• [BRANO PROPOSTO]:
——————

Mandela in Sudafrica oppose il patriottismo al razzismo: esortò neri e bianchi all'amor patrio per superare le divisioni di razza. E questo lo rappresentò benissimo Clint Eastwood nel suo film "Invictus"

È stucchevole, e a volte insopportabile, il coro incessante in lode di Mandela che assorda Tg e prime pagine da svariati giorni. Fiumi di retorica, conformismo planetario, troppa glassa bianchiccia versata sul Nero. Però non mi lascio prendere dal riflesso condizionato inverso e non rispondo all'ovazione mediatica globale con la stroncatura. Mandela ha le sue pagine oscure e fece i suoi errori, e lui stesso lo ammise, ma resta un Grande, spese la vita per la Causa, ha reso migliori i rapporti tra l'Africa e il resto del mondo e tra i neri e i bianchi in ogni parte del mondo. Vorrei però ricordare due cose, laterali ma non secondarie, che sono state trascurate nell'orgia degli elogi fotocopia. La prima è che Mandela trovò in de Klerk l'interlocutore fattivo e poi l'alleato bianco. Fu lui a liberarlo dal carcere e a mettere nero su bianco alla fine dell'Apartheid. Non a caso il Nobel per la pace fu diviso tra i due.

La seconda cosa è che Mandela in Sudafrica oppose il patriottismo al razzismo: esortò neri e bianchi all'amor patrio per superare le divisioni di razza. E questo lo rappresentò benissimo Clint Eastwood nel suo film «Invictus» dedicato a Mandela. Lo sport fu per lui l'occasione per eccitare un sano spirito nazionale che unì bianchi e neri.

Mandela non fu Malcolm X, partì dal conflitto per giungere alla conciliazione, partì dall'afrocomunismo (con lo zampino sovietico) e arrivò alla nazione. Suonerà strano per le vuvuzelas umanitarie, ma Nelson debellò il razzismo anche col patriottismo.

——————

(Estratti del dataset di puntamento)
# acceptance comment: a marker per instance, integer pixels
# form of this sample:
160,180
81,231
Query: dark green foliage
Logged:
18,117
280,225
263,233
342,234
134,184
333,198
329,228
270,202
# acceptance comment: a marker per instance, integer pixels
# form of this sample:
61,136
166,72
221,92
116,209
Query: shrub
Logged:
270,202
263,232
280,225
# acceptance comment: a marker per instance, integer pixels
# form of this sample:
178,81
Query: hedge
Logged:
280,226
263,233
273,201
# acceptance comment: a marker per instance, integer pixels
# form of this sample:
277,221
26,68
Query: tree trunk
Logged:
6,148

——————

• [COMPITI DA SVOLGERE]:
[a] Trascrivi il passo del brano su Mandela che comincia con le parole "La seconda cosa" e si chiude dopo "anche col patriottismo.", sostituendo "conciliazione" con "riconciliazione".
[b] Rispondi a queste domande sul brano su Mandela:
(i) Con chi fu diviso il Nobel per la pace?
(ii) Come si intitola il film di Clint Eastwood citato nel testo?
(iii) Da quale posizione politica partì Mandela prima di arrivare alla nazione?

• [SOLUZIONI PER COMPITO]:
[a]
La seconda cosa è che Mandela in Sudafrica oppose il patriottismo al razzismo: esortò neri e bianchi all'amor patrio per superare le divisioni di razza. E questo lo rappresentò benissimo Clint Eastwood nel suo film «Invictus» dedicato a Mandela. Lo sport fu per lui l'occasione per eccitare un sano spirito nazionale che unì bianchi e neri.

Mandela non fu Malcolm X, partì dal conflitto per giungere alla riconciliazione, partì dall'afrocomunismo (con lo zampino sovietico) e arrivò alla nazione. Suonerà strano per le vuvuzelas umanitarie, ma Nelson debellò il razzismo anche col patriottismo.

[b]
(i) Con de Klerk.
(ii) «Invictus».
(iii) Dall'afrocomunismo.